### Given task
Reproduce the records verbatim from their first line through the line containing "xmin=290 ymin=293 xmax=459 ymax=320", including both ends and omitting the pictures.

## Begin

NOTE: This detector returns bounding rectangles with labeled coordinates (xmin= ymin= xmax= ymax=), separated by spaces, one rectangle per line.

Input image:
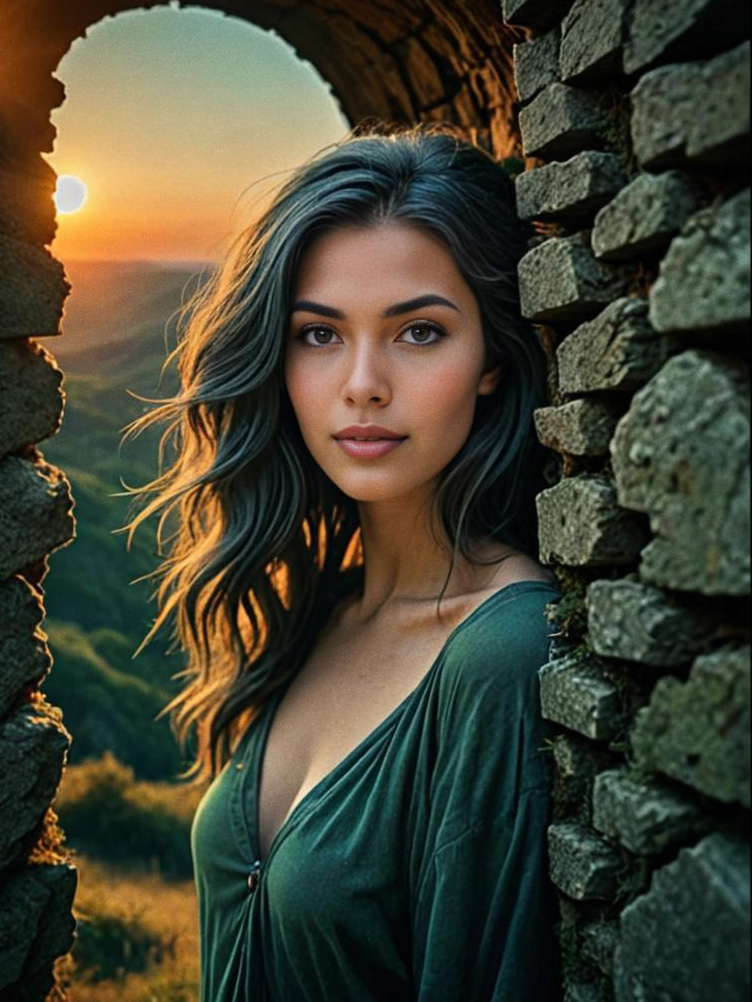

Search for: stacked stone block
xmin=502 ymin=0 xmax=750 ymax=1002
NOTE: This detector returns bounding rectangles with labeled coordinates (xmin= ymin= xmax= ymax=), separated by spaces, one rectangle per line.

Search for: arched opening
xmin=0 ymin=0 xmax=521 ymax=997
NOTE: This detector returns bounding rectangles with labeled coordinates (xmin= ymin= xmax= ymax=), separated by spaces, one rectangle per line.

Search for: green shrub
xmin=55 ymin=753 xmax=201 ymax=877
xmin=71 ymin=911 xmax=174 ymax=984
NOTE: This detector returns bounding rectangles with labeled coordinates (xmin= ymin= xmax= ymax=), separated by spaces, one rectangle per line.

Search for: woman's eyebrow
xmin=290 ymin=293 xmax=459 ymax=320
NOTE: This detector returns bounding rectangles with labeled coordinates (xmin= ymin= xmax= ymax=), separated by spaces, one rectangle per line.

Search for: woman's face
xmin=285 ymin=222 xmax=500 ymax=501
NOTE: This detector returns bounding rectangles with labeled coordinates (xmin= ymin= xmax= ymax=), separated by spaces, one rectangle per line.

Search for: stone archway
xmin=0 ymin=0 xmax=525 ymax=999
xmin=0 ymin=0 xmax=750 ymax=1002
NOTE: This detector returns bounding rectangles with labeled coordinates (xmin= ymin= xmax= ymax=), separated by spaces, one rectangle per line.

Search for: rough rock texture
xmin=546 ymin=733 xmax=619 ymax=825
xmin=611 ymin=350 xmax=750 ymax=595
xmin=0 ymin=703 xmax=70 ymax=867
xmin=587 ymin=578 xmax=717 ymax=667
xmin=650 ymin=188 xmax=750 ymax=333
xmin=538 ymin=653 xmax=627 ymax=740
xmin=630 ymin=646 xmax=750 ymax=808
xmin=514 ymin=150 xmax=627 ymax=219
xmin=501 ymin=0 xmax=572 ymax=32
xmin=517 ymin=232 xmax=632 ymax=322
xmin=513 ymin=27 xmax=560 ymax=104
xmin=624 ymin=0 xmax=750 ymax=73
xmin=593 ymin=170 xmax=699 ymax=261
xmin=0 ymin=456 xmax=75 ymax=579
xmin=631 ymin=42 xmax=750 ymax=169
xmin=535 ymin=473 xmax=650 ymax=566
xmin=614 ymin=833 xmax=750 ymax=1002
xmin=548 ymin=823 xmax=623 ymax=901
xmin=0 ymin=235 xmax=70 ymax=339
xmin=519 ymin=81 xmax=609 ymax=160
xmin=593 ymin=769 xmax=713 ymax=856
xmin=0 ymin=576 xmax=52 ymax=721
xmin=533 ymin=398 xmax=624 ymax=456
xmin=0 ymin=863 xmax=77 ymax=1002
xmin=556 ymin=296 xmax=669 ymax=393
xmin=559 ymin=0 xmax=629 ymax=83
xmin=0 ymin=339 xmax=64 ymax=456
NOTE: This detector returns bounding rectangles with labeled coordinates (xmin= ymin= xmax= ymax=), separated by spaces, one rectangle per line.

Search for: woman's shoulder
xmin=443 ymin=579 xmax=561 ymax=701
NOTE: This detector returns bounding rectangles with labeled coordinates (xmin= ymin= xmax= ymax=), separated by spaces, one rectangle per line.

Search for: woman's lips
xmin=335 ymin=439 xmax=405 ymax=459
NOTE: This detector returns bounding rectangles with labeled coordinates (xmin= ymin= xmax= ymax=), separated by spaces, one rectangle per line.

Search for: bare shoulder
xmin=473 ymin=541 xmax=558 ymax=592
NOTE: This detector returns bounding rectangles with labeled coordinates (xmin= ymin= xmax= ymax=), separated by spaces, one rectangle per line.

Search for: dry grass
xmin=59 ymin=855 xmax=199 ymax=1002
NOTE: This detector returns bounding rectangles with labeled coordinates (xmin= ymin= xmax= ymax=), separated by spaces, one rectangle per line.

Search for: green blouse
xmin=191 ymin=581 xmax=560 ymax=1002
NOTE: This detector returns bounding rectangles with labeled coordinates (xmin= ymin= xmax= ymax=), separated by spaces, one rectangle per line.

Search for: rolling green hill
xmin=39 ymin=263 xmax=214 ymax=780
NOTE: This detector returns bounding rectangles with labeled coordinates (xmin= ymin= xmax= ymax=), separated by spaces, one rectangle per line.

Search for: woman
xmin=119 ymin=125 xmax=559 ymax=1002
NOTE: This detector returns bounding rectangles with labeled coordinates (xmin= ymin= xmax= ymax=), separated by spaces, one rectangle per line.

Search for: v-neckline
xmin=249 ymin=578 xmax=560 ymax=867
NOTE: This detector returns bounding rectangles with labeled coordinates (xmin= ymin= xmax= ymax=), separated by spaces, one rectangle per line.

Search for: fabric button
xmin=248 ymin=860 xmax=261 ymax=891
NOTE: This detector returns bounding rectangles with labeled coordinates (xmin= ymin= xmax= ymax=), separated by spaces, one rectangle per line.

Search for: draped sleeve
xmin=411 ymin=586 xmax=560 ymax=1002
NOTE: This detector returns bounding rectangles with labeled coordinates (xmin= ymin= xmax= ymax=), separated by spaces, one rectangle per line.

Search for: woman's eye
xmin=297 ymin=327 xmax=340 ymax=347
xmin=297 ymin=323 xmax=446 ymax=348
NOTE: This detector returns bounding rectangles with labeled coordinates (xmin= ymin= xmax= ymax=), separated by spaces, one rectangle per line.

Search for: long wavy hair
xmin=116 ymin=120 xmax=546 ymax=783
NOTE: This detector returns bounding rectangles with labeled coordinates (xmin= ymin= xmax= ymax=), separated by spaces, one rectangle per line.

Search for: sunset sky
xmin=42 ymin=6 xmax=350 ymax=263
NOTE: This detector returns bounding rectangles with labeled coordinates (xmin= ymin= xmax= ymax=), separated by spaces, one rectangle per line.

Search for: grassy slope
xmin=39 ymin=266 xmax=216 ymax=779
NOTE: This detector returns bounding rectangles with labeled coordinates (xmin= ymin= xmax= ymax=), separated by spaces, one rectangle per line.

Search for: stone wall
xmin=0 ymin=0 xmax=750 ymax=1002
xmin=503 ymin=0 xmax=750 ymax=1002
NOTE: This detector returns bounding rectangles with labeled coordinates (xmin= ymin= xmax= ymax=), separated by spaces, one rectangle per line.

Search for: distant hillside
xmin=50 ymin=261 xmax=213 ymax=371
xmin=40 ymin=263 xmax=216 ymax=780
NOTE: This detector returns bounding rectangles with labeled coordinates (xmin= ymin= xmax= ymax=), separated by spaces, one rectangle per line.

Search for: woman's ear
xmin=478 ymin=366 xmax=501 ymax=395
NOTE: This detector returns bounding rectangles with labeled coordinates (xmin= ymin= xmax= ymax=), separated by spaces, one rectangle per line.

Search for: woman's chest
xmin=258 ymin=626 xmax=459 ymax=858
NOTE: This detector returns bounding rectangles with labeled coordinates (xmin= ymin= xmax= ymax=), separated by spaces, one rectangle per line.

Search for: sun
xmin=53 ymin=174 xmax=86 ymax=212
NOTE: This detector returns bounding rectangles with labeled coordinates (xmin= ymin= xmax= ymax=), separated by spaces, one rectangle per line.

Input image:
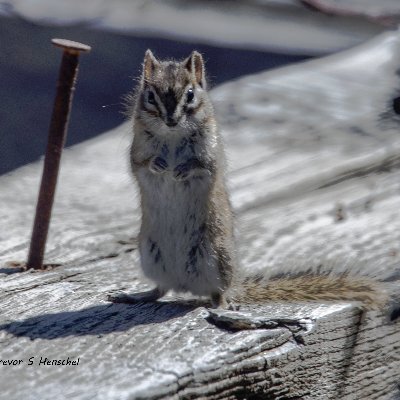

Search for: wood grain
xmin=0 ymin=32 xmax=400 ymax=400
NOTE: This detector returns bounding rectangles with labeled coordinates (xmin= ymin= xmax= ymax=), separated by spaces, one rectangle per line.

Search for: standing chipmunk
xmin=109 ymin=50 xmax=387 ymax=307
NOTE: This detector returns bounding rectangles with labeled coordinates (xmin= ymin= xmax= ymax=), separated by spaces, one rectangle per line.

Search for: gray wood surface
xmin=0 ymin=32 xmax=400 ymax=399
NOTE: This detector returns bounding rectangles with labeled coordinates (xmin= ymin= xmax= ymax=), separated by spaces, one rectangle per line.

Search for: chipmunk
xmin=109 ymin=50 xmax=387 ymax=307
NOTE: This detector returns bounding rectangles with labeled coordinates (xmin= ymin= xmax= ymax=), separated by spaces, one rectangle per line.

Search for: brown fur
xmin=232 ymin=275 xmax=389 ymax=309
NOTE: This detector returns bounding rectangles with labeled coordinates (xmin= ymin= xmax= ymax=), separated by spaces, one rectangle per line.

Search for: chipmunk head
xmin=137 ymin=50 xmax=210 ymax=132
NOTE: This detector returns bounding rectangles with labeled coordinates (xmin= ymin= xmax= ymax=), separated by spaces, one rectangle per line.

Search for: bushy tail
xmin=228 ymin=274 xmax=390 ymax=309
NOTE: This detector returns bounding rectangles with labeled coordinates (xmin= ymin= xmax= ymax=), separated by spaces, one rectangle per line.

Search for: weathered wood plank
xmin=0 ymin=32 xmax=400 ymax=399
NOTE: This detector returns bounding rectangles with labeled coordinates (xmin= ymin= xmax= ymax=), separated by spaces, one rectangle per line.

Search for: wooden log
xmin=0 ymin=32 xmax=400 ymax=400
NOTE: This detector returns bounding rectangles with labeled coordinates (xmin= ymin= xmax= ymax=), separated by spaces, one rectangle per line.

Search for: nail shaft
xmin=26 ymin=39 xmax=90 ymax=269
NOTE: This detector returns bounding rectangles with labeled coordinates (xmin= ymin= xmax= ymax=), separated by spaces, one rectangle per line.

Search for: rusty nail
xmin=26 ymin=39 xmax=90 ymax=269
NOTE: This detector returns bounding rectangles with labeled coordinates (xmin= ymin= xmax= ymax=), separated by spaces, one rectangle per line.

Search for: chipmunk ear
xmin=143 ymin=49 xmax=159 ymax=81
xmin=183 ymin=51 xmax=206 ymax=89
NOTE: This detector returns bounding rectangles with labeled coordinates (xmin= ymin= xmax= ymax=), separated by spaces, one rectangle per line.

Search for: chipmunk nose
xmin=165 ymin=117 xmax=178 ymax=126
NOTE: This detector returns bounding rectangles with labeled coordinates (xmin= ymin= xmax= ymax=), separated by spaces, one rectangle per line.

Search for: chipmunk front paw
xmin=173 ymin=162 xmax=192 ymax=181
xmin=149 ymin=157 xmax=168 ymax=174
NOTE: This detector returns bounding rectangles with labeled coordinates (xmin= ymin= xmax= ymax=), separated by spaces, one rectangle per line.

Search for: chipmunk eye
xmin=147 ymin=91 xmax=156 ymax=104
xmin=186 ymin=89 xmax=194 ymax=103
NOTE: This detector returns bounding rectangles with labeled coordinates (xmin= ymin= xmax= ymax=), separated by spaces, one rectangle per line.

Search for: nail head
xmin=51 ymin=39 xmax=91 ymax=53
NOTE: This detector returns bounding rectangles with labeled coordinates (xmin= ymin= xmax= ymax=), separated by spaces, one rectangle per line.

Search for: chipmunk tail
xmin=231 ymin=275 xmax=389 ymax=309
xmin=227 ymin=258 xmax=399 ymax=310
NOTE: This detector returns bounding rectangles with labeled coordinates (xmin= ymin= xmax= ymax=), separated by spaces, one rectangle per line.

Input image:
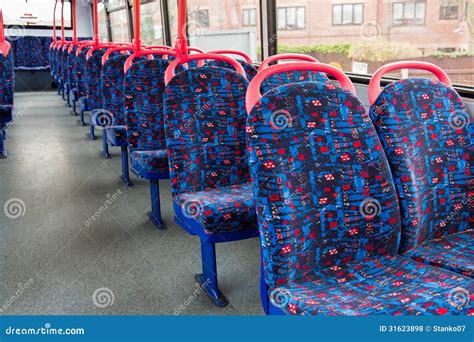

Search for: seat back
xmin=124 ymin=57 xmax=169 ymax=152
xmin=15 ymin=36 xmax=45 ymax=70
xmin=84 ymin=48 xmax=107 ymax=110
xmin=164 ymin=66 xmax=249 ymax=196
xmin=206 ymin=59 xmax=257 ymax=81
xmin=247 ymin=63 xmax=400 ymax=286
xmin=74 ymin=47 xmax=90 ymax=98
xmin=370 ymin=66 xmax=474 ymax=252
xmin=101 ymin=53 xmax=129 ymax=126
xmin=0 ymin=49 xmax=15 ymax=106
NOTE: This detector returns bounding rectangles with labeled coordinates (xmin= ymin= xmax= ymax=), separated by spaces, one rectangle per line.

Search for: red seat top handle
xmin=209 ymin=50 xmax=253 ymax=64
xmin=123 ymin=49 xmax=176 ymax=74
xmin=245 ymin=63 xmax=356 ymax=114
xmin=258 ymin=53 xmax=319 ymax=71
xmin=165 ymin=53 xmax=247 ymax=85
xmin=369 ymin=61 xmax=452 ymax=105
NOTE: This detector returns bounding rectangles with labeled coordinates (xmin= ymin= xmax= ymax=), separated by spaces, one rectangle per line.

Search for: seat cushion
xmin=175 ymin=183 xmax=256 ymax=234
xmin=105 ymin=126 xmax=128 ymax=146
xmin=270 ymin=256 xmax=474 ymax=316
xmin=130 ymin=150 xmax=169 ymax=179
xmin=404 ymin=229 xmax=474 ymax=278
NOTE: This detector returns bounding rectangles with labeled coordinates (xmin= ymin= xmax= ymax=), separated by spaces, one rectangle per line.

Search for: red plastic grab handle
xmin=165 ymin=53 xmax=247 ymax=85
xmin=258 ymin=53 xmax=319 ymax=72
xmin=102 ymin=45 xmax=133 ymax=65
xmin=86 ymin=43 xmax=123 ymax=60
xmin=369 ymin=61 xmax=452 ymax=105
xmin=209 ymin=50 xmax=252 ymax=64
xmin=123 ymin=50 xmax=176 ymax=74
xmin=245 ymin=63 xmax=356 ymax=114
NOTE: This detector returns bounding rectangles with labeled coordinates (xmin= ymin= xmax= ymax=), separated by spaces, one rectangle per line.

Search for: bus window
xmin=188 ymin=0 xmax=260 ymax=61
xmin=140 ymin=0 xmax=165 ymax=45
xmin=277 ymin=0 xmax=474 ymax=86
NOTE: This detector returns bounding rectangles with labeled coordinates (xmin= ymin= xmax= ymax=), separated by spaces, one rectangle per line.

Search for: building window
xmin=242 ymin=8 xmax=257 ymax=26
xmin=196 ymin=10 xmax=209 ymax=27
xmin=278 ymin=7 xmax=306 ymax=30
xmin=332 ymin=4 xmax=364 ymax=25
xmin=393 ymin=1 xmax=426 ymax=26
xmin=439 ymin=0 xmax=458 ymax=19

## End

### Result
NOTE: This detector returns bounding rectangles with labeled coordinates (xmin= ymin= xmax= ymax=), separated by spaces, one rectangle per line.

Input image:

Search for: stacked stone block
xmin=502 ymin=0 xmax=750 ymax=1002
NOTE: This detector returns bounding rectangles with labeled coordinates (xmin= ymin= xmax= ymax=), separated by spaces, one rectangle per line.

Search for: arched opening
xmin=0 ymin=0 xmax=521 ymax=997
NOTE: This detector returns bounding rectangles with labeled coordinates (xmin= ymin= xmax= ymax=), separated by spaces, one rectangle per line.

Search for: green shrub
xmin=55 ymin=753 xmax=201 ymax=877
xmin=71 ymin=911 xmax=174 ymax=984
NOTE: This detector returns bounding rectangles with labeled coordinates (xmin= ymin= xmax= ymax=), separated by spaces, one rectangle per line.

Search for: woman's eyebrow
xmin=290 ymin=293 xmax=459 ymax=320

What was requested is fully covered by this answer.